Frequently Asked Questions
- Do cats need a gluten free diet? There is no all-encompassing answer to this question because different cats have unique dietary needs and preferences. Gluten is certainly not a necessary ingredient in your cat’s diet, but it isn’t all bad. It’s simply a type of protein found in wheat, barley, and rye. Whole grains in limited amounts can add certain nutrients as well as fiber to your cat’s diet, but plant-based ingredients are inherently less biologically valuable for cats than animal ingredients.
- Is grain free food good for cats? Though pet food manufacturers have led consumers to believe otherwise, grain allergies are generally not the most common cat food allergies. In fact, it’s animal proteins like chicken and beef that are more likely to cause a reaction in sensitive cats. The only time you need to feed your cat a grain free cat food is if he has a confirmed allergy to grains. Many people assume that grain free means a cat food is also low in carbohydrates, but that isn’t necessarily true. A high-quality cat food rich in animal protein with low content of whole grains is typically better than the average grain free cat food because these tend to be high carb and have a higher concentration of plant proteins.
- What is gluten used for in cat food? Gluten-containing ingredients are often added to pet food to increase the protein content. You’ll see things like wheat gluten or corn gluten meal in lower quality products where the manufacturer is trying to increase the protein percentage on the label without significantly increasing their costs. This is why it’s important not just to check the guaranteed analysis, but to also review the list of ingredients on your cat’s food so you can make sure the nutrients listed come from quality sources.
- What about vegan and vegetarian cat food? As we mentioned earlier, vegan and vegetarian cat food is not ideal. It’s not even biologically appropriate. Vegan pet food manufacturers will tell you cats can get all the protein they need from plant sources, but what they’re not telling you is that it isn’t the ideal diet. Plant proteins contain essential amino acids, but only animal proteins are considered “complete” proteins – they contain all of the amino acids your cat needs. Many vegan and vegetarian cat foods rely on free amino acids being added back into the food to meet your cat’s minimum requirements. Remember, what’s most important is feeding your cat a diet biologically appropriate for his body – your own dietary preferences don’t factor into this decision.

◆ **Dataset excerpts**:

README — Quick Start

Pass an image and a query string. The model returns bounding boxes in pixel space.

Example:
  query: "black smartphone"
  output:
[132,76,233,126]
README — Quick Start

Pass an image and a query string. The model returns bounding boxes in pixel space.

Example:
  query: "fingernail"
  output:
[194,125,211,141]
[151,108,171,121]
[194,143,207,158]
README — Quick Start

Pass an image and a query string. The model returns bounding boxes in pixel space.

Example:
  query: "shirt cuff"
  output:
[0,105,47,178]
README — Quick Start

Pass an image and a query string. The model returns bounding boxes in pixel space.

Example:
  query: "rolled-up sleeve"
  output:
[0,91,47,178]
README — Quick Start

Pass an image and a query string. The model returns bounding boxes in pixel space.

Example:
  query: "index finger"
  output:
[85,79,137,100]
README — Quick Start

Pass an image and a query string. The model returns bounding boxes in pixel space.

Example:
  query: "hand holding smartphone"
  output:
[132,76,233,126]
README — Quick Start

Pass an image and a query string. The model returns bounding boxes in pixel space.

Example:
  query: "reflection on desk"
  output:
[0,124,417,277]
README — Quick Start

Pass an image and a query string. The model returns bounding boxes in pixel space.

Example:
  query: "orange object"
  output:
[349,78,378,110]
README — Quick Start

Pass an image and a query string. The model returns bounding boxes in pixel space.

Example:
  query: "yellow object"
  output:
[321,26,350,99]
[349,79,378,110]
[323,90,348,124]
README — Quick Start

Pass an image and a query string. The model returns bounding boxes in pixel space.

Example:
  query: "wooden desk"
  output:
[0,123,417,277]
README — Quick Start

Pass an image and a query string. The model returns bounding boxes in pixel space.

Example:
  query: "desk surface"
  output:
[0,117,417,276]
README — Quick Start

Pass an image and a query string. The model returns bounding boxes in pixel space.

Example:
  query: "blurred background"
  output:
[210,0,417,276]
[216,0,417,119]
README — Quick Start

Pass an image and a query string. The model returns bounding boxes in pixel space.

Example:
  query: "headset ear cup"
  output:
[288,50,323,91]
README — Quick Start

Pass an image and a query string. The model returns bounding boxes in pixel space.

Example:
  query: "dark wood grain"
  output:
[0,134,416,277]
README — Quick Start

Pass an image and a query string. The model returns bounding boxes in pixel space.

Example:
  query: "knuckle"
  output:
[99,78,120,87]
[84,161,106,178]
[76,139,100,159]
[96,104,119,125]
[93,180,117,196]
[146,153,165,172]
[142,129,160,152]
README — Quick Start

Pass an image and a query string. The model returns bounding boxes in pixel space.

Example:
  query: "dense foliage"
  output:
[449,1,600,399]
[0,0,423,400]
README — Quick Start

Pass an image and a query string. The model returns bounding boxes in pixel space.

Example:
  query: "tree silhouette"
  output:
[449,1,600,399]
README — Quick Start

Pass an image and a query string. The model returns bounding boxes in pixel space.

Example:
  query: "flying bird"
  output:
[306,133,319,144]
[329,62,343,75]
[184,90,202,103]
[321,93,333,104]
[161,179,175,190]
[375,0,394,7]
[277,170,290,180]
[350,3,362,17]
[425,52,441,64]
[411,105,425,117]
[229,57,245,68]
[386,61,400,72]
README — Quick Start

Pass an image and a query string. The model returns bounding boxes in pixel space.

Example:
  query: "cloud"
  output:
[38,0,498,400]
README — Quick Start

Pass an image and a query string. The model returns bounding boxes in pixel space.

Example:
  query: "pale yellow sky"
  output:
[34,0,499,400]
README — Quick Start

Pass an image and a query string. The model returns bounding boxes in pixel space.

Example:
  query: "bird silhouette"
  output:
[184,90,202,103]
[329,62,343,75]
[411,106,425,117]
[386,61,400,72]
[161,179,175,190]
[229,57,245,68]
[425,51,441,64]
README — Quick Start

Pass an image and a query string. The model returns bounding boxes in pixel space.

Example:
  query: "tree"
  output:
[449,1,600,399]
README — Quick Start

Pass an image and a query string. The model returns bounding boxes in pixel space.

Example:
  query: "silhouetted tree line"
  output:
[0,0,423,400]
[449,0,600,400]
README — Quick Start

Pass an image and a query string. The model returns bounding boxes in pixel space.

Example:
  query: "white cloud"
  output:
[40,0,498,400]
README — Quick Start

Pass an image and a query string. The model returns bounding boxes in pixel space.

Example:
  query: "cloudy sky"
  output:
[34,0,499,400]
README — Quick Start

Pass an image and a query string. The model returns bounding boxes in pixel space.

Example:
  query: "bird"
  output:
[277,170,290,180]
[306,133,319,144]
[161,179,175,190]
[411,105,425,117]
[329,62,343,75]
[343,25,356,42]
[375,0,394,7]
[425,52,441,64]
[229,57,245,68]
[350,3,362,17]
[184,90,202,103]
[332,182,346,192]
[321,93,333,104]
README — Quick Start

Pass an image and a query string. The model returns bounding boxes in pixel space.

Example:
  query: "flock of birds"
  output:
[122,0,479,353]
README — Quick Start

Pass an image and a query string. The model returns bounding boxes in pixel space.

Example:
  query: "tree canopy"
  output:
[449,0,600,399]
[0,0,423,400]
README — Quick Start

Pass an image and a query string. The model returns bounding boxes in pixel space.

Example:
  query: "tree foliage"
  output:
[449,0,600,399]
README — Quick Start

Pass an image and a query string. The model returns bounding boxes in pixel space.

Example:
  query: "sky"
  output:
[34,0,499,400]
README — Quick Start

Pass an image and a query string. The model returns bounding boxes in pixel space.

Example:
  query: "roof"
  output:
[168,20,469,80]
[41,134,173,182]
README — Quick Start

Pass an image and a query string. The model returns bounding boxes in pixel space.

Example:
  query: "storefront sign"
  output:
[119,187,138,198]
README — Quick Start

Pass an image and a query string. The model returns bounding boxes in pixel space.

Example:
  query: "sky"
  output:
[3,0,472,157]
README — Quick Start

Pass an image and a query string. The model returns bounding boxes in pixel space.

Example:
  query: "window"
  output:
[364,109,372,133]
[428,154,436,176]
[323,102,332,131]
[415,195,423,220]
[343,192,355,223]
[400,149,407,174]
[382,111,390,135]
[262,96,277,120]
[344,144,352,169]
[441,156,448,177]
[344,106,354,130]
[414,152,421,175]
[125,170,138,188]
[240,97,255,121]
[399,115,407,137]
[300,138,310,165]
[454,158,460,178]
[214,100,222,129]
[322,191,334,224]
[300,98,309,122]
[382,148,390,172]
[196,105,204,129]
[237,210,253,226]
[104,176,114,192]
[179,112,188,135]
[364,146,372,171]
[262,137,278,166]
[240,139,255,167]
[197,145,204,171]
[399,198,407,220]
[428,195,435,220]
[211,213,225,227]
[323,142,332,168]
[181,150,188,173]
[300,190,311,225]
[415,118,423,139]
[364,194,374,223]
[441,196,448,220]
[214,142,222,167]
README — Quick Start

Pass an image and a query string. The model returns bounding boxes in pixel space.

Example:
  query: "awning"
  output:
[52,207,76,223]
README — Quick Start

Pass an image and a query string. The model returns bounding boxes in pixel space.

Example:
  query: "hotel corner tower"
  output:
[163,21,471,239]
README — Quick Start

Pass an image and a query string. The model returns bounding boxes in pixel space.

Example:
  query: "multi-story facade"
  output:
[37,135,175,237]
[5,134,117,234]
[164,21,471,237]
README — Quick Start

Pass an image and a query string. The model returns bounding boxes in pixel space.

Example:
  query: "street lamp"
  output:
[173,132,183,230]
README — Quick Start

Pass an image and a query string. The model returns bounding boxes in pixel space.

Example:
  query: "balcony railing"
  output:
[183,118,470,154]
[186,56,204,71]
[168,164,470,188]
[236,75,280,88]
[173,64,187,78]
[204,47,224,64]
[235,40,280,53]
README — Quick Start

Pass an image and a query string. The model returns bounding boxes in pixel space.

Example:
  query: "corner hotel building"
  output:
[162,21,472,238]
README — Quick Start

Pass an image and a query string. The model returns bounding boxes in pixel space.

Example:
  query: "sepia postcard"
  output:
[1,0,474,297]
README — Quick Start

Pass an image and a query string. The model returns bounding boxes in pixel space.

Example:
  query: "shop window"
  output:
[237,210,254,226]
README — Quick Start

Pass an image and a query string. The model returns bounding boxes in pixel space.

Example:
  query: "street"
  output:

◆ **Activity A**:
Copy everything from "- Is grain free" down to "of plant proteins." in the cat food FAQ, swapping "grain free" for "grain-free".
◆ **Activity B**:
Carry the cat food FAQ forward, beginning right after its final sentence.

◆ **Written reply A**:
- Is grain-free food good for cats? Though pet food manufacturers have led consumers to believe otherwise, grain allergies are generally not the most common cat food allergies. In fact, it’s animal proteins like chicken and beef that are more likely to cause a reaction in sensitive cats. The only time you need to feed your cat a grain-free cat food is if he has a confirmed allergy to grains. Many people assume that grain-free means a cat food is also low in carbohydrates, but that isn’t necessarily true. A high-quality cat food rich in animal protein with low content of whole grains is typically better than the average grain-free cat food because these tend to be high carb and have a higher concentration of plant proteins.

◆ **Written reply B**:
- How do I know if my cat is allergic to gluten? Allergies in cats often present with different symptoms than they do in humans. Though digestive issues like chronic diarrhea and vomiting may be involved, recurrent ear infections and skin or coat problems are more telling. The thing to remember is that cats can develop an allergy to just about anything in their food, so before you assume it’s gluten, ask yourself if you’re sure. If you’re not, try switching to a cat food made with a different source of animal protein. A true gluten allergy is fairly rare in cats, so it’s worth ruling out other potential allergens first.
If you follow a gluten free diet based on medical necessity or you’ve simply hopped on board with the trend, don’t assume that your cat should too. Your nutritional needs vary significantly from your cat’s, and so does your body’s ability to digest plant foods. Gluten doesn’t provide more nutritional benefit than animal protein, but it isn’t necessarily harmful for your cat.
Before you go and spend a small fortune on a fancy gluten free cat food, ask yourself whether it’s really necessary. If gluten is the concern, all you really have to do is look for a recipe that doesn’t contain wheat, barley, or rye. To get started in your search, try one of the recipes recommended above.